▶ _Source passage_

↓↓↓

Here’s the truth. There will be no 2020 NFL season. There will be no college football. There will be no baseball or soccer or NBA. That’s OK. Sports stopped during the 1918 pandemic. Where it didn’t, people died in droves, and learned the lesson we’ve forgotten, because almost everyone from that time is dead now.
It’s one thing for politicians to spout happy talk and for Covidiots to buy it. But people with money have become Covidiots, and they’re going to lose that money the government just gave them. Airlines and restaurants and cruise lines are in for a second round of quarantine, and they’re not in financial shape to weather it. The political atmosphere is too poisoned to get them more aid, so the old aid was wasted. These losses will cause investors to pull money out of stocks that are working, which will return to more rational levels.
I’m doing fine, but most people aren’t. The phony prosperity of the last decade, the “gig economy” that left millions with no safety net, has been exposed. There’s now a big appetite for extreme measures and unless Democrats realize that they could still lose this thing. At a minimum, public health requires health care be offered to everyone, without discrimination based on income. It requires that so-called “low-wage” workers be able to raise families on what they make.
My hoped-for result is that the next relief bill (and it is relief not stimulus) bypasses people who don’t need the money. The result then would be greater economic activity, less money chasing after it, and a rational value for stocks and other assets. But the timing on all this is tricky. If, as I expect, the next wave peaks during the election season, everything’s up for grabs. Republicans will demand pie, Democrats will be up against starving people, and money will once again be wasted on pie. Worse, this wasted money will then go toward supporting Republicans, because that’s how Wall Street rolls.

↑↑↑

▶ _Stored data_
↓↓↓

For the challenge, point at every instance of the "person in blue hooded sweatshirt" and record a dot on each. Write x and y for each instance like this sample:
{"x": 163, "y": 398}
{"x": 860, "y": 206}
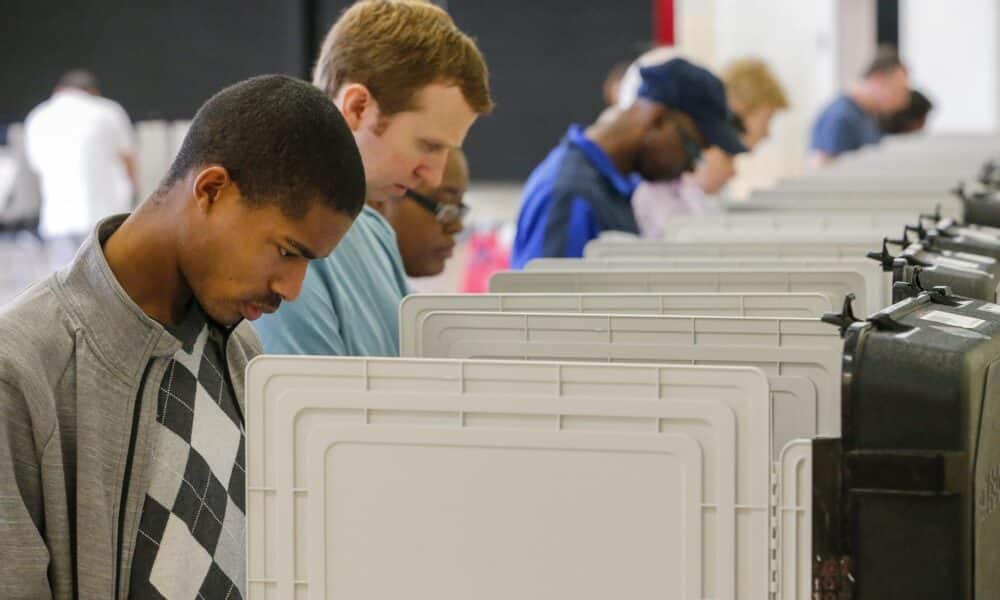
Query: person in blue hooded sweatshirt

↑↑↑

▶ _Your task_
Reproduce word for word the part of the pandemic commentary that begins at the words "I’m doing fine, but" and stops after "what they make.".

▶ _Exercise output_
I’m doing fine, but most people aren’t. The phony prosperity of the last decade, the “gig economy” that left millions with no safety net, has been exposed. There’s now a big appetite for extreme measures and unless Democrats realize that they could still lose this thing. At a minimum, public health requires health care be offered to everyone, without discrimination based on income. It requires that so-called “low-wage” workers be able to raise families on what they make.